◆ Objective
List every line in the records below that contains the word "shadowed", matching case exactly.
────
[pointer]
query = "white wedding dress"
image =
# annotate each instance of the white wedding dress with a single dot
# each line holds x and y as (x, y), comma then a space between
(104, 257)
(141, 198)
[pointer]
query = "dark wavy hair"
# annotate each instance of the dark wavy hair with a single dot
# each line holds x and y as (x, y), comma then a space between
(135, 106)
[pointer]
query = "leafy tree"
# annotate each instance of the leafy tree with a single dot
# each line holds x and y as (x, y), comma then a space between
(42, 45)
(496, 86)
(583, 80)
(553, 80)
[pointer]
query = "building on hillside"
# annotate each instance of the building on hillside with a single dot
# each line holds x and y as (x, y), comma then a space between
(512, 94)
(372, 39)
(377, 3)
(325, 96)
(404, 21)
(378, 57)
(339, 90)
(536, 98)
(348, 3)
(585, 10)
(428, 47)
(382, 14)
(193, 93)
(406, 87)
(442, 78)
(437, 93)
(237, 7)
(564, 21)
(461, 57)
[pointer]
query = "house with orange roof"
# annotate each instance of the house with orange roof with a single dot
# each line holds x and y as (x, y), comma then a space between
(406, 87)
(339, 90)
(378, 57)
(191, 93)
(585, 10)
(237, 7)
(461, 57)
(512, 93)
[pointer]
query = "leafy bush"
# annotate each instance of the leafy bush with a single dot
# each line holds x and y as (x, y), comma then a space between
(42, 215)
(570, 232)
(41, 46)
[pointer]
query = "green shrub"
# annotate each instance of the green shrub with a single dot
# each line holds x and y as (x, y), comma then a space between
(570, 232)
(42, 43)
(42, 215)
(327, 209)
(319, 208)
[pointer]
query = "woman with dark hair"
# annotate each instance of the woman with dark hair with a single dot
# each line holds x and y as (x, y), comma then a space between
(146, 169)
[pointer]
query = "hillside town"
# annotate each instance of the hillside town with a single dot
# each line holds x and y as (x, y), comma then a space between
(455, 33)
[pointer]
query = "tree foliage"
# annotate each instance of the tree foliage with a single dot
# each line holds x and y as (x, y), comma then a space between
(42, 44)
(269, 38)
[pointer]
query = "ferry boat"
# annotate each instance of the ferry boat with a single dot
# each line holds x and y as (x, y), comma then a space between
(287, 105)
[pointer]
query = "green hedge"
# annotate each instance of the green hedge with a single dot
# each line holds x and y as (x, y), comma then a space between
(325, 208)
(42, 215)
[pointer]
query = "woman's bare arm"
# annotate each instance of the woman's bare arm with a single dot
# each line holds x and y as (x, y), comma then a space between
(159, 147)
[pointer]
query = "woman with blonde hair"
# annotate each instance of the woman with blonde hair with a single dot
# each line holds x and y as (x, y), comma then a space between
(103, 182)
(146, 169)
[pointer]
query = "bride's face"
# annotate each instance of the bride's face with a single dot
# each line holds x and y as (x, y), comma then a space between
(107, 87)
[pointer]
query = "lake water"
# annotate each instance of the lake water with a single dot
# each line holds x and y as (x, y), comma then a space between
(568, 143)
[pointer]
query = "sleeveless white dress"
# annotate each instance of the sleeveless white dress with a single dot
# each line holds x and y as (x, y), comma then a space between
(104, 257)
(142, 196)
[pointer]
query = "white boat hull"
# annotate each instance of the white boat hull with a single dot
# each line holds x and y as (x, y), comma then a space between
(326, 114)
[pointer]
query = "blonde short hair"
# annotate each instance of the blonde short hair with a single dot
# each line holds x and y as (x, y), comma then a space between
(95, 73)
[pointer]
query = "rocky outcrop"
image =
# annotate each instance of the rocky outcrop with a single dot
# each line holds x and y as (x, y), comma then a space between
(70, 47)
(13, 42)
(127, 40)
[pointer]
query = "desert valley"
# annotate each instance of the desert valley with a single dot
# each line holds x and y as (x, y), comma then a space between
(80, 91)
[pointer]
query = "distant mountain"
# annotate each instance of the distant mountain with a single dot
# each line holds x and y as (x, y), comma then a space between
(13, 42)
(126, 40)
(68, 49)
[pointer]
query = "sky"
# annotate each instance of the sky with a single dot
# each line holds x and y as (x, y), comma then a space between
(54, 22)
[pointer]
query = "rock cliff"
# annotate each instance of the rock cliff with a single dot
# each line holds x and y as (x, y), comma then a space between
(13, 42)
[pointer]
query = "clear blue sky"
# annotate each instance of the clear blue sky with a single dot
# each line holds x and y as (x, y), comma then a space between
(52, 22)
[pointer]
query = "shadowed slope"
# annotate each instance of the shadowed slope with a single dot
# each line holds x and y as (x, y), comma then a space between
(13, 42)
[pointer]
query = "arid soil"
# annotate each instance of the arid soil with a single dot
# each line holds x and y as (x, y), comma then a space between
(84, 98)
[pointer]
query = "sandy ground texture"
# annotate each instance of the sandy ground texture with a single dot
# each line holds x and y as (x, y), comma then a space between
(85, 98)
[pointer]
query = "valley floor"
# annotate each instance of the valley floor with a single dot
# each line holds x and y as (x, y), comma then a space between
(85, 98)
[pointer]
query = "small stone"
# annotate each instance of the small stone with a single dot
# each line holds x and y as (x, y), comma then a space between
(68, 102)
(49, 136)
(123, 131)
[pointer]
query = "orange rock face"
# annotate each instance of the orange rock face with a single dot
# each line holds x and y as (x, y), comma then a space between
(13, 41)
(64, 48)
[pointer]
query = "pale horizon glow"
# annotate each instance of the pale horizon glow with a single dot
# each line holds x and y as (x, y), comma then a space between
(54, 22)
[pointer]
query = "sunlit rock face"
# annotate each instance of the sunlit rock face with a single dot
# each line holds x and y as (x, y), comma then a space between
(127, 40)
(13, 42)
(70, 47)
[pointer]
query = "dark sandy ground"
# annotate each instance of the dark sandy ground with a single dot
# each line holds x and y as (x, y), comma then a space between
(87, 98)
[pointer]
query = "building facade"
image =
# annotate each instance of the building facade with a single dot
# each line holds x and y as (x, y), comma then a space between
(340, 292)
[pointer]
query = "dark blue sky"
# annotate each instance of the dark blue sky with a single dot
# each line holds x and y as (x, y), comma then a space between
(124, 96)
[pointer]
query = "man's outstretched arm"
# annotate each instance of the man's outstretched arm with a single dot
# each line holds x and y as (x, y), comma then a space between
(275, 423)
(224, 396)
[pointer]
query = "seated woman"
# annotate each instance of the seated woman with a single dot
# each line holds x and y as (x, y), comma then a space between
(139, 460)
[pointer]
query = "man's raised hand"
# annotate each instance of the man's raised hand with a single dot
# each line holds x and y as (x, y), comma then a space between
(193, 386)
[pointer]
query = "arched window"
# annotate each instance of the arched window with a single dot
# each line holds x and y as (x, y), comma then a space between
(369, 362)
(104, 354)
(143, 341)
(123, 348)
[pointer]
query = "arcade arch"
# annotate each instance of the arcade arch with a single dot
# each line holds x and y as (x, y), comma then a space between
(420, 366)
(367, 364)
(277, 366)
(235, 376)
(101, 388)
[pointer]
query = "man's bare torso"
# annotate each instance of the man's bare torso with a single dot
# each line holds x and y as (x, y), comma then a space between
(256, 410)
────
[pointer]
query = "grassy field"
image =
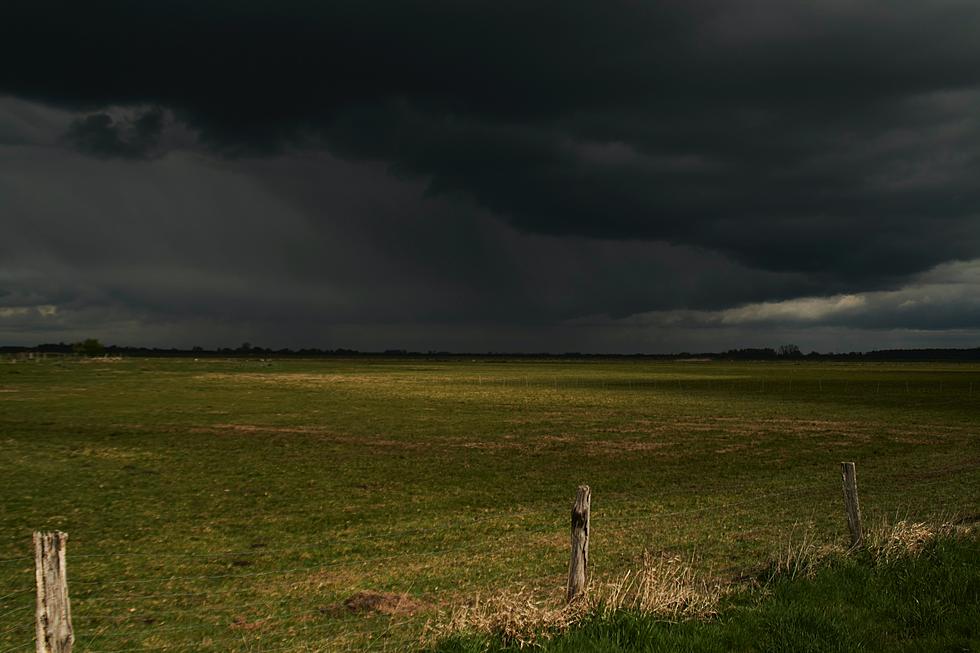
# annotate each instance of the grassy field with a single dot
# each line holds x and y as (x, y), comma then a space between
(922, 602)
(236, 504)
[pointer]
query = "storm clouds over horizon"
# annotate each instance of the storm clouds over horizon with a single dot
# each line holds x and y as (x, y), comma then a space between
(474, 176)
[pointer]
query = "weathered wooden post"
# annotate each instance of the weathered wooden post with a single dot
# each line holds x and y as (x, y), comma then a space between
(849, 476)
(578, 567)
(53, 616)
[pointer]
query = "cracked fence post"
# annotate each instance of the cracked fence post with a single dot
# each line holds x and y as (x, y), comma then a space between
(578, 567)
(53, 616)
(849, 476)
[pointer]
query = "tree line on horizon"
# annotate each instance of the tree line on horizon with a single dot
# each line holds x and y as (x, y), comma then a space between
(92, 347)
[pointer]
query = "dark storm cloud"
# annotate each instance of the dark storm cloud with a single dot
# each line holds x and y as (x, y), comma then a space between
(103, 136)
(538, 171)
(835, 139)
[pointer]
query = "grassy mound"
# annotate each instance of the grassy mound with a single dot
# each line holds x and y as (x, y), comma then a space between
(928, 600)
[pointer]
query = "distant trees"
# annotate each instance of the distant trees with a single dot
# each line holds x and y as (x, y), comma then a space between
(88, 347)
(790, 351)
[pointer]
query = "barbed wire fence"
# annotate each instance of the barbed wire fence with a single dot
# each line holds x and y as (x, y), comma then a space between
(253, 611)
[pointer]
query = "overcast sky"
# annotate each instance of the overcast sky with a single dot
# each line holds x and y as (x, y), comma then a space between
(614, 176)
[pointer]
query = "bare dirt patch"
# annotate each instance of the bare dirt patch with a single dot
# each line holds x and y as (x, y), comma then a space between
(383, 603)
────
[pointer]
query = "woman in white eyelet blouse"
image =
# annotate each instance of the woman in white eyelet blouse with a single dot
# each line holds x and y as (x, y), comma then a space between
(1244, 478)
────
◆ Response to this task
query = "shadowed slope"
# annotate each instance of the shadowed slope with a single dot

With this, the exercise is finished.